Aim of the exercise >> From the line with "Pin the heron neck" to the last line of the data below, repeat every line exactly and add nothing.

Available data >>
- - - - - - -
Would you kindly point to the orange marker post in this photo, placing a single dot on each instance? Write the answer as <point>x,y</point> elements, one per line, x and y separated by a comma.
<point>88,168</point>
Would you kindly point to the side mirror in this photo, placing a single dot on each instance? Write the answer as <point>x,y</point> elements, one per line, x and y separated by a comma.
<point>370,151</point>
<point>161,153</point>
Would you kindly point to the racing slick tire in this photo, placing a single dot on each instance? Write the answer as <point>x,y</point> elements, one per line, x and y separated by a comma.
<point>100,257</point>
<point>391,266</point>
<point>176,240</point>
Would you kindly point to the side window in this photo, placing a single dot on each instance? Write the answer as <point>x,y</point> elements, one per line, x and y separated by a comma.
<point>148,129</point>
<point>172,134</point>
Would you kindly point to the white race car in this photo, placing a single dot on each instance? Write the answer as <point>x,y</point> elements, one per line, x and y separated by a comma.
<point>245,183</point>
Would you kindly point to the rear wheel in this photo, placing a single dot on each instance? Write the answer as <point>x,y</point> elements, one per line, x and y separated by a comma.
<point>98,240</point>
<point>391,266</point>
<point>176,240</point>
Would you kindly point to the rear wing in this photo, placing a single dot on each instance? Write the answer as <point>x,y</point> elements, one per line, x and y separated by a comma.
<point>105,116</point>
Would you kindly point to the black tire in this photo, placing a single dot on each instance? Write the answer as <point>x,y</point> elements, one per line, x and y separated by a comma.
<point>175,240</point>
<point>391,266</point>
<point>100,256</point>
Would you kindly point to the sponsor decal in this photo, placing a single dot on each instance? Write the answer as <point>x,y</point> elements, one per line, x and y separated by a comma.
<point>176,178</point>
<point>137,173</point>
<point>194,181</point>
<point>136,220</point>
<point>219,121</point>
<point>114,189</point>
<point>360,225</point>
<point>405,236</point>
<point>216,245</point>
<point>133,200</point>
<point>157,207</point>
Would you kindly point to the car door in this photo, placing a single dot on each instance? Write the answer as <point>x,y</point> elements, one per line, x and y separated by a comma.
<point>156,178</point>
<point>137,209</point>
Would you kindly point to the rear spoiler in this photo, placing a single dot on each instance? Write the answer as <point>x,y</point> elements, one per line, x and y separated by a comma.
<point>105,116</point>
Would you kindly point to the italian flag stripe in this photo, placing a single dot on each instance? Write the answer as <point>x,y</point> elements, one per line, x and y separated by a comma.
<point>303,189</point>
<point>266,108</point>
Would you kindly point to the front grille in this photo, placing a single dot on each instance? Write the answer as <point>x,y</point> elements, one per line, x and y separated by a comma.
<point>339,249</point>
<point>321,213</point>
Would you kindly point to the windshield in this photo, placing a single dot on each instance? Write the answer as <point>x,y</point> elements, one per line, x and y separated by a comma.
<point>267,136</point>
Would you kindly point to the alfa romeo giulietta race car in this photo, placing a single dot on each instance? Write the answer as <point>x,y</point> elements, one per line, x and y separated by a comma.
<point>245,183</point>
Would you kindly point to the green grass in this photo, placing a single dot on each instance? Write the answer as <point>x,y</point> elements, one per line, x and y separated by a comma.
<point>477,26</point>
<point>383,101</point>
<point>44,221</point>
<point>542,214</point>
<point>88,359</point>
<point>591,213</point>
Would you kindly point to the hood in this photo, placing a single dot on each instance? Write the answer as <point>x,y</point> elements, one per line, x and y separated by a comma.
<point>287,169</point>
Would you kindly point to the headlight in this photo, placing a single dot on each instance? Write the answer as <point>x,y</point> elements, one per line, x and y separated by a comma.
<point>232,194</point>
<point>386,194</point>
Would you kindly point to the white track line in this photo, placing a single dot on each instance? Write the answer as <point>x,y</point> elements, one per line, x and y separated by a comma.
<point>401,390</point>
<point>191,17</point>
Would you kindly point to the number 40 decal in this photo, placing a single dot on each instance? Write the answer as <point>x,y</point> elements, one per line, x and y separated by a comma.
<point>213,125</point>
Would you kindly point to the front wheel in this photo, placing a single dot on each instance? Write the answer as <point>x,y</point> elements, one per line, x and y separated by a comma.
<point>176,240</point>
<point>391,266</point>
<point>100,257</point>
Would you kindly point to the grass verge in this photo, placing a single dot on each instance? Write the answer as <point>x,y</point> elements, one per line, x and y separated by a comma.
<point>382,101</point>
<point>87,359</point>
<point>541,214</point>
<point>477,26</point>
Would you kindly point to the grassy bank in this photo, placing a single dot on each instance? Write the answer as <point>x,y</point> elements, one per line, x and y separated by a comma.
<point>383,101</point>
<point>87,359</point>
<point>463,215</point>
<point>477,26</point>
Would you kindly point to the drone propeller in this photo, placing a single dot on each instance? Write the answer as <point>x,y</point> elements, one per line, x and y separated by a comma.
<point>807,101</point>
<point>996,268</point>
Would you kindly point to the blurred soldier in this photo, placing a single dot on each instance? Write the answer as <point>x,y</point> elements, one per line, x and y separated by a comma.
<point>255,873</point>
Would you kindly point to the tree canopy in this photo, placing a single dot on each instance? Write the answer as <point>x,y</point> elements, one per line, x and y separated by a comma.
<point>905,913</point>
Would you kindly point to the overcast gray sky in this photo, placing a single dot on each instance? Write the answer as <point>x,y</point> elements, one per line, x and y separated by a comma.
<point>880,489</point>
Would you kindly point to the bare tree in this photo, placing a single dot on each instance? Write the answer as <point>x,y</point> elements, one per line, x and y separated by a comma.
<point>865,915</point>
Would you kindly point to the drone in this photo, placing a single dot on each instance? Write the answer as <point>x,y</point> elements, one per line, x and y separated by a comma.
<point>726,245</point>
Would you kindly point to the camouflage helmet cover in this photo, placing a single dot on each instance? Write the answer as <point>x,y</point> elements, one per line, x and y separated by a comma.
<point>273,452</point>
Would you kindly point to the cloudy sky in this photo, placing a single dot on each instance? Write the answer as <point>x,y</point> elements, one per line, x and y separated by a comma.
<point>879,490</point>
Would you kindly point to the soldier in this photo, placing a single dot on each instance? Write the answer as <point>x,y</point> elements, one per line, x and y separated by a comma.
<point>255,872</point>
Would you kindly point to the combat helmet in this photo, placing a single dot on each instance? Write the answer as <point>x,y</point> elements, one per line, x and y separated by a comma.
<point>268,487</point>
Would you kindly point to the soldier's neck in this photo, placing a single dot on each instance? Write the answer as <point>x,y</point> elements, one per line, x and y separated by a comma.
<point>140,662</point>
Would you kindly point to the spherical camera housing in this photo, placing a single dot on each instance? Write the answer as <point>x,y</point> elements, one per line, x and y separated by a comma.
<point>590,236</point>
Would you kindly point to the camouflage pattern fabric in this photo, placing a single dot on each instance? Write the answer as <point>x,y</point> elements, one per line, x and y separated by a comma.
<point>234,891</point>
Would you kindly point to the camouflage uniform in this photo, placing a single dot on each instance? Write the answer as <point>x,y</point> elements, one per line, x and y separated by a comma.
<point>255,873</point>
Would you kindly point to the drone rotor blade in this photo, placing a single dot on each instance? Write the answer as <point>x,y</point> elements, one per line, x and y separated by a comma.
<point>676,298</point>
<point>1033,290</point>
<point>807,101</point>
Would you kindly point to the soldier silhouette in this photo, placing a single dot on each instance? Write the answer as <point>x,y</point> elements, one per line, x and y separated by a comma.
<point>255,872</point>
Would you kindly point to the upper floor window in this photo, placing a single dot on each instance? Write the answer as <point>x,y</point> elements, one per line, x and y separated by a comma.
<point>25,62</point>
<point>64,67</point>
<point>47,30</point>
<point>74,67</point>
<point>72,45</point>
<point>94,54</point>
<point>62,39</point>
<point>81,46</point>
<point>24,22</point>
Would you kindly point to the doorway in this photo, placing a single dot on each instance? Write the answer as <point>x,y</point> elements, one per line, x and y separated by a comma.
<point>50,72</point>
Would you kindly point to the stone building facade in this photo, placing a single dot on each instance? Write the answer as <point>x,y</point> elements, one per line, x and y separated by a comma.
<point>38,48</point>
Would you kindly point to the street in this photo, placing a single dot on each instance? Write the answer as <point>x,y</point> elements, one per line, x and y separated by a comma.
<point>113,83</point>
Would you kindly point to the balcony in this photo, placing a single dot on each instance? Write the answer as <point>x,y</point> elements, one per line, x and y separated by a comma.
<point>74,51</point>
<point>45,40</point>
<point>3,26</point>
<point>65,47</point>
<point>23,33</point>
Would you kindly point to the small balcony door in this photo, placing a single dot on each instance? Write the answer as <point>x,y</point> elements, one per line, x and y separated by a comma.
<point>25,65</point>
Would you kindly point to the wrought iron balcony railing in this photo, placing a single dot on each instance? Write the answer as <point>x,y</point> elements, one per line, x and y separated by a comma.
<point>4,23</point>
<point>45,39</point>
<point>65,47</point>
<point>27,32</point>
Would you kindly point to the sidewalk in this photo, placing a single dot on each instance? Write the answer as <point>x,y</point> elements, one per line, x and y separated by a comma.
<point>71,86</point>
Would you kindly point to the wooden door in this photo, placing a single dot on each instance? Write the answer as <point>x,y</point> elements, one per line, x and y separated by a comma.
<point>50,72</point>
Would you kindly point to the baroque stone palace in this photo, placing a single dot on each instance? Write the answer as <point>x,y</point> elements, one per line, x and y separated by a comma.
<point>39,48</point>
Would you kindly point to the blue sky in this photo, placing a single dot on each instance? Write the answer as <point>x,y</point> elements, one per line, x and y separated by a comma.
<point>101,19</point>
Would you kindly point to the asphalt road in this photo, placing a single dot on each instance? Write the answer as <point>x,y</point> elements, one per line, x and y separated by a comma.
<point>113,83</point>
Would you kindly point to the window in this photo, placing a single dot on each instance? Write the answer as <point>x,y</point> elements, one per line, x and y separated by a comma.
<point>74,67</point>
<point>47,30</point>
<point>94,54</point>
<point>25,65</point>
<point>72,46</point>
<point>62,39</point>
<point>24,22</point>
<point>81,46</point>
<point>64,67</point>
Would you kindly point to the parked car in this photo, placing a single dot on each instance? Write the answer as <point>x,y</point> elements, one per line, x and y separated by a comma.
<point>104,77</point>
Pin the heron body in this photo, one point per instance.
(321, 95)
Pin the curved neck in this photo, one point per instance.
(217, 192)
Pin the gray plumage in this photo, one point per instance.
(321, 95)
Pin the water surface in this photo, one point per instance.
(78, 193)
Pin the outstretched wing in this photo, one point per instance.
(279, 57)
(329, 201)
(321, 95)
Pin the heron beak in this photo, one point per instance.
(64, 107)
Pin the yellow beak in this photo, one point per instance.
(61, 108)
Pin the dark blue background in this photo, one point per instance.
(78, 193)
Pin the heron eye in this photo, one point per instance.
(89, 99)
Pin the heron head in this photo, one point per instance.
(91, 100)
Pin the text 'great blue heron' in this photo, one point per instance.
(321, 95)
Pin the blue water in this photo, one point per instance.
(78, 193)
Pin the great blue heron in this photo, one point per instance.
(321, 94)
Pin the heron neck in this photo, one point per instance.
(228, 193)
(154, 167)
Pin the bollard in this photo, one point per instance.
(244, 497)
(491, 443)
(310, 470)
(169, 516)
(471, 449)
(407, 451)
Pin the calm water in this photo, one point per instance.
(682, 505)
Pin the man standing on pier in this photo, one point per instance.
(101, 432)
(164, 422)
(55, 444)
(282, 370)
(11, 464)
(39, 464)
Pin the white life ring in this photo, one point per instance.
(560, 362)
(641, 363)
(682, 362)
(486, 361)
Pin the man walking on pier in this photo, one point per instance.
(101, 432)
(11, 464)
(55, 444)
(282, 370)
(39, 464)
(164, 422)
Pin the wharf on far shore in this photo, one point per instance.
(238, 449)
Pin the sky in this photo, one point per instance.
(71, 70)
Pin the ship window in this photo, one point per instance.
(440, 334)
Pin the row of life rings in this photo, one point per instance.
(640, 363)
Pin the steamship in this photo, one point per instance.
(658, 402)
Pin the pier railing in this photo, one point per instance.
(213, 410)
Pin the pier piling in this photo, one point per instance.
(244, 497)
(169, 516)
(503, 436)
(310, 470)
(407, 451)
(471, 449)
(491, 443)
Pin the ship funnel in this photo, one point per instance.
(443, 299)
- - - - - - -
Expected answer >>
Pin the heron neck in this photo, one point per instance.
(228, 193)
(154, 167)
Pin the bollard in this photo, one point per instance.
(244, 497)
(491, 443)
(310, 470)
(169, 516)
(471, 449)
(407, 451)
Pin the calm water in this photo, one point per instance.
(682, 505)
Pin the man standing on pier in this photo, one point per instance.
(101, 432)
(164, 422)
(55, 444)
(282, 370)
(11, 464)
(39, 464)
Pin the white life ring in this photo, one point per instance.
(560, 362)
(641, 363)
(682, 362)
(486, 361)
Pin the man walking on pier in this photo, one point per instance.
(101, 432)
(11, 464)
(55, 444)
(282, 370)
(39, 464)
(164, 422)
Pin the wharf on far shore in this photo, one point per instance.
(238, 449)
Pin the sky in this photo, one point per instance.
(71, 70)
Pin the ship window in this photo, one point per instance.
(440, 334)
Pin the row of life rings in this photo, one point per instance.
(640, 363)
Pin the steamship in this photo, one point per instance.
(658, 402)
Pin the pier railing in this photo, one point per instance.
(213, 410)
Pin the pier piling in this photo, one point per instance.
(244, 497)
(169, 516)
(503, 436)
(310, 470)
(407, 451)
(471, 449)
(491, 443)
Pin the ship funnel in this photo, one point per instance.
(443, 299)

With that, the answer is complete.